• **JOB**:
In the FDIC supporting statement, copy the part starting with "7. Special Circumstances" and going on through "collection of information.", replacing "comment period" with "review period".

• **EXCERPT**:
+-------+

Supporting Statement
Industrial Banks
New Collection
INTRODUCTION
The FDIC is requesting approval from the Office of Management and Budget for the information collection captioned above. The collection is contained in a proposed rule that would establish a system of conditions and written agreements applicable to situations in which certain financial companies seek to obtain deposit insurance for, or acquire, industrial banks. In sum, this collection would provide supervisory safeguards that the FDIC believes will enhance the FDIC’s supervision of industrial banks that become subsidiaries of certain financial companies.
A. JUSTIFICATION
1. Circumstances and Need
Industrial banks controlled by companies that engage only in financial activities and that are not subject to Federal consolidated bank supervision present issues that warrant restrictions and requirements not generally necessary in the case of industrial banks controlled by financial companies that are subject to Federal consolidated bank supervision. Because the companies affected by the proposed rule are not subject to consolidated Federal supervision, they are subject to less rigorous supervision and oversight. The FDIC believes that safeguards can nonetheless be implemented that provide protections necessary to avoid or control the risks to the industrial bank and/or the Deposit Insurance Fund arising from such ownership.
To provide those safeguards, systems must be established through the use of appropriate conditions and written agreements to permit , for example, the examination of, and reporting by, the parent financial companies and their subsidiaries. In addition, binding commitments must be obtained from such companies to the effect that they will serve as a resource for additional capital for the industrial bank subsidiaries. This collection will fulfill those needs.
Use of Information Collected
The collection will used by the FDIC as part of the decision-making process regarding applications for deposit insurance and notices of change in bank control. In addition, the FDIC will also use the collection to establish and implement supervisory strategies appropriate to each of the affected institutions and their parent organizations. Further, the FDIC will use the collection in considering any request under the proposed section 354 in the enclosed Notice of Proposed Rulemaking (NPRM), and to mitigate potential risk posed to the subsidiary industrial bank and/or the Deposit Insurance Fund.
3. Use of Technology to Reduce Burden
The FDIC has created a secure interactive web site between insured institutions and the FDIC (FDICconnect) for use in submitting certain applications or filings. On an ongoing basis, the FDIC reviews collections to determine if converting to electronic collection using FDICconnect is cost beneficial. Currently, applicants, notificants, and existing institutions use a variety of methods to supply required information.
4. Efforts to Identify Duplication
The information required by this collection is not collected elsewhere.
5. Minimizing Burden
The collection was designed to impose the minimum burden consistent with the FDIC's statutory mandates.
6. Consequence of Less Frequent Collection
Frequency is consistent with the FDIC’s statutory mandates and less frequent collection would result in potentially increasing risk to the subsidiary industrial bank and/or the Deposit Insurance Fund.
7. Special Circumstances
None.
8. Consultation with Persons Outside the FDIC
The FDIC has published an NPRM with an unusually long comment period (90 days) seeking public comment on every aspect of this collection of information.
9. Payment or Gifts to Respondents
None.
10. Confidentiality
Certain information required by the collection may be available to the public, depending upon corporate structure and ownership; any information deemed to be of a confidential nature would be exempt from public disclosure under the Freedom of Information Act (5 U.S.C. 552).

+-------+

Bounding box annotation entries
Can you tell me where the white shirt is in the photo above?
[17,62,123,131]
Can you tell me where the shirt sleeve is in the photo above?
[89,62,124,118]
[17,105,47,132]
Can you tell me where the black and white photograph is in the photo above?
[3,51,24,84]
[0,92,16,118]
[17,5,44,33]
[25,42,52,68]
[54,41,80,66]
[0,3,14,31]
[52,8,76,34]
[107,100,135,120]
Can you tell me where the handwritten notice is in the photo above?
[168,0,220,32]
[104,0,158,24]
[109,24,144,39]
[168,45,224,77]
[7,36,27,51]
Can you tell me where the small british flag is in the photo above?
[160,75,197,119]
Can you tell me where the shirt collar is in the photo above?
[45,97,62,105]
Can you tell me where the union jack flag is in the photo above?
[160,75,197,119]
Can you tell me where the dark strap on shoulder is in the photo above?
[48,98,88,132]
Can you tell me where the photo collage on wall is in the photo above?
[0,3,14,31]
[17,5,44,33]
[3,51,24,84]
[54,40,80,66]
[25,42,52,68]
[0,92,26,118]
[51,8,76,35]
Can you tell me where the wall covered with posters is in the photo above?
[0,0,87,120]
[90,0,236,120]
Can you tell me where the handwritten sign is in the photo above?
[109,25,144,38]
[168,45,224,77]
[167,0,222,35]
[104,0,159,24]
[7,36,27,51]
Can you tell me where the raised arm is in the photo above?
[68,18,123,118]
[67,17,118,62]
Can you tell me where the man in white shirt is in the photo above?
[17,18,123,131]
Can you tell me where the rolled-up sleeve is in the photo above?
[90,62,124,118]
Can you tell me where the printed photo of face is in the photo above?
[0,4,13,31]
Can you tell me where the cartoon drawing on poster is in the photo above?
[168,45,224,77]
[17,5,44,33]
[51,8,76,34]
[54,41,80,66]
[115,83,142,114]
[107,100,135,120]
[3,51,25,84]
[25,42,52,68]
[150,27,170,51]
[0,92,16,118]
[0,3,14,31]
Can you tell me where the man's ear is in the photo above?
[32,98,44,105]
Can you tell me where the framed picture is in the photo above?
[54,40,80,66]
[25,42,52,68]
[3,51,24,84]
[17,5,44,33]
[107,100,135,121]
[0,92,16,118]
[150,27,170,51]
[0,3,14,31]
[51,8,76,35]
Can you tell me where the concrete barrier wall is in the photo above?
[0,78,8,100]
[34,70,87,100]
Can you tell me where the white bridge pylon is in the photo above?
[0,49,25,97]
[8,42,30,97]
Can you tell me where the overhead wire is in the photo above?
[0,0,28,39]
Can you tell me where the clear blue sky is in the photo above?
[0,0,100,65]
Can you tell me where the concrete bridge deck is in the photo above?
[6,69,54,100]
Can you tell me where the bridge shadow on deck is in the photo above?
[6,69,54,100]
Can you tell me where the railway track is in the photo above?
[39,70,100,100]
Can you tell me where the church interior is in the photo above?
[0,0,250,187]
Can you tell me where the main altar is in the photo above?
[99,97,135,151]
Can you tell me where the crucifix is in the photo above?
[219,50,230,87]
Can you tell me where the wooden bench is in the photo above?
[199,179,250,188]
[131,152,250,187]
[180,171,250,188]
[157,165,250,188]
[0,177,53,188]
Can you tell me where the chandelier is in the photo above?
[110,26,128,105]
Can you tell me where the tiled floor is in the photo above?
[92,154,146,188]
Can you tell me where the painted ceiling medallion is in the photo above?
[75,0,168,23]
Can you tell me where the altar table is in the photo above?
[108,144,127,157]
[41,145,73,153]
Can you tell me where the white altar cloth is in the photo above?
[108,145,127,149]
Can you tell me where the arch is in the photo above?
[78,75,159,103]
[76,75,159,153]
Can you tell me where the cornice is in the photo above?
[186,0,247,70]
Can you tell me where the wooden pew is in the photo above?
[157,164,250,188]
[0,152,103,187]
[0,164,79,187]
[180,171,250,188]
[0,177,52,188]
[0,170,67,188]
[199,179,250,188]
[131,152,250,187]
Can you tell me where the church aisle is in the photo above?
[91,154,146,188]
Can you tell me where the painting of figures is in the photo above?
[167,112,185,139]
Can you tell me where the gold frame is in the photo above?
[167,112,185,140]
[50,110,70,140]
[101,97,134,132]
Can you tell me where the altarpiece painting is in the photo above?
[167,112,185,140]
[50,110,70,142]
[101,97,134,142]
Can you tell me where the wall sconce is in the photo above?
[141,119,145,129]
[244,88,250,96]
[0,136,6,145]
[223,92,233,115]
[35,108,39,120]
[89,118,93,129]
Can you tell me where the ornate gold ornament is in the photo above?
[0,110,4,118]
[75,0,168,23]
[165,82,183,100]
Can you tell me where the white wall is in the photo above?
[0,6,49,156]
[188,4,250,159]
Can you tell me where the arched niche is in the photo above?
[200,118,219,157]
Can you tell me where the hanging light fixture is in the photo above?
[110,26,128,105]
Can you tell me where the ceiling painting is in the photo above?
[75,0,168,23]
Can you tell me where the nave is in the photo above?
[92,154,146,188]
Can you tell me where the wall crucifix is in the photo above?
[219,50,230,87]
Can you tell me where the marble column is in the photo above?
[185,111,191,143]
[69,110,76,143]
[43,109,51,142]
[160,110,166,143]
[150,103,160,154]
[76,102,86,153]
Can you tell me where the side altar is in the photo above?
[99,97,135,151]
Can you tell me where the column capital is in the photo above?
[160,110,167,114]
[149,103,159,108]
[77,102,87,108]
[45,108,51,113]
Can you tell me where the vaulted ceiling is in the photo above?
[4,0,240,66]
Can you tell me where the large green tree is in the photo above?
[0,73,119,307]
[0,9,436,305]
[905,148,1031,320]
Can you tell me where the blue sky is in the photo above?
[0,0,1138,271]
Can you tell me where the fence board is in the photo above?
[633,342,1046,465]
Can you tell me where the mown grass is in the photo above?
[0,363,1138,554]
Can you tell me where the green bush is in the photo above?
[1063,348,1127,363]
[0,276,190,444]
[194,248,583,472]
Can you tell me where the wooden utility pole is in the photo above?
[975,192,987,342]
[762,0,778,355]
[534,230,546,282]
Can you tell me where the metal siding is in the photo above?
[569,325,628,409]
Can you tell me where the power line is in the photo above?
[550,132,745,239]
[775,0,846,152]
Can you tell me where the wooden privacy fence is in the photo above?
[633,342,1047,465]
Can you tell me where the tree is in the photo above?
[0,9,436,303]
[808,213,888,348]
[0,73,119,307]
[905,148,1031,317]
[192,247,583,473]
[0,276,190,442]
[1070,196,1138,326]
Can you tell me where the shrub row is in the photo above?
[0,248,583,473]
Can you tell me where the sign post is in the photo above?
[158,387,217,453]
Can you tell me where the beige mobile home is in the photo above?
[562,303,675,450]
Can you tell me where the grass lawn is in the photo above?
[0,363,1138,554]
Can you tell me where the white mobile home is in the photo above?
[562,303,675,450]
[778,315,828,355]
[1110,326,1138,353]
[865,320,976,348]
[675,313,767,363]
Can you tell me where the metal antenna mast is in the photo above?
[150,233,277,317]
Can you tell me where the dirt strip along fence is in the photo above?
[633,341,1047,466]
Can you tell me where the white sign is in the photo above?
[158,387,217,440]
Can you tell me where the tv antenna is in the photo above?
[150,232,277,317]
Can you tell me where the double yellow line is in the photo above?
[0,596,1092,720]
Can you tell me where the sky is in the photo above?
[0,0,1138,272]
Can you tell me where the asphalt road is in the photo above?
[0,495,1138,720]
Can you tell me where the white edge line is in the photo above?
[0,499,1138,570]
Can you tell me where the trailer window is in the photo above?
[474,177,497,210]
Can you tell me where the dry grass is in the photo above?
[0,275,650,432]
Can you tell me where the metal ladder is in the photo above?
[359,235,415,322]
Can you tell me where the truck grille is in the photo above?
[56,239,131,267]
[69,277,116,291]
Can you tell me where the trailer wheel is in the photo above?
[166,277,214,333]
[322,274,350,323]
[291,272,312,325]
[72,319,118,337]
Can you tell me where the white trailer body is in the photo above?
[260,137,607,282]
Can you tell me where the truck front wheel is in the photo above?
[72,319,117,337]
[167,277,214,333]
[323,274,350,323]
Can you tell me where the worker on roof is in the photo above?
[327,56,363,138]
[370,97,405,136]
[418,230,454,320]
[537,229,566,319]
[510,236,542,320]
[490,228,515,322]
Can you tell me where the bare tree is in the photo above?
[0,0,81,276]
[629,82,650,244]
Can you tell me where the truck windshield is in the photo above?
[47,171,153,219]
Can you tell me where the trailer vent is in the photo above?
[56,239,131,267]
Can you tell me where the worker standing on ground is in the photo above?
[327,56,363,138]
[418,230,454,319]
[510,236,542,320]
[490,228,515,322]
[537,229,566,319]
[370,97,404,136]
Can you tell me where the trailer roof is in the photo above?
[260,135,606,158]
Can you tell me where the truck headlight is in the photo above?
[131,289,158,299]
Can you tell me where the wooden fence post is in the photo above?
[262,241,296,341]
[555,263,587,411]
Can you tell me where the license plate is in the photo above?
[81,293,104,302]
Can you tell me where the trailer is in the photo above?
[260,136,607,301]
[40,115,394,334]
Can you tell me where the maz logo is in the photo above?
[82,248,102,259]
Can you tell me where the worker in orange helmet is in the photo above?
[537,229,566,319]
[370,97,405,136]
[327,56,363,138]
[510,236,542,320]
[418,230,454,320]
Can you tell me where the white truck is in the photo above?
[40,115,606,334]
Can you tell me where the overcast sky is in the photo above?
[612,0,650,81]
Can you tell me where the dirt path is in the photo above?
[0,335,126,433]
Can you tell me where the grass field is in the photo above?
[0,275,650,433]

+-------+

• **ANSWER TO THIS TASK**:
7. Special Circumstances
None.
8. Consultation with Persons Outside the FDIC
The FDIC has published an NPRM with an unusually long review period (90 days) seeking public comment on every aspect of this collection of information.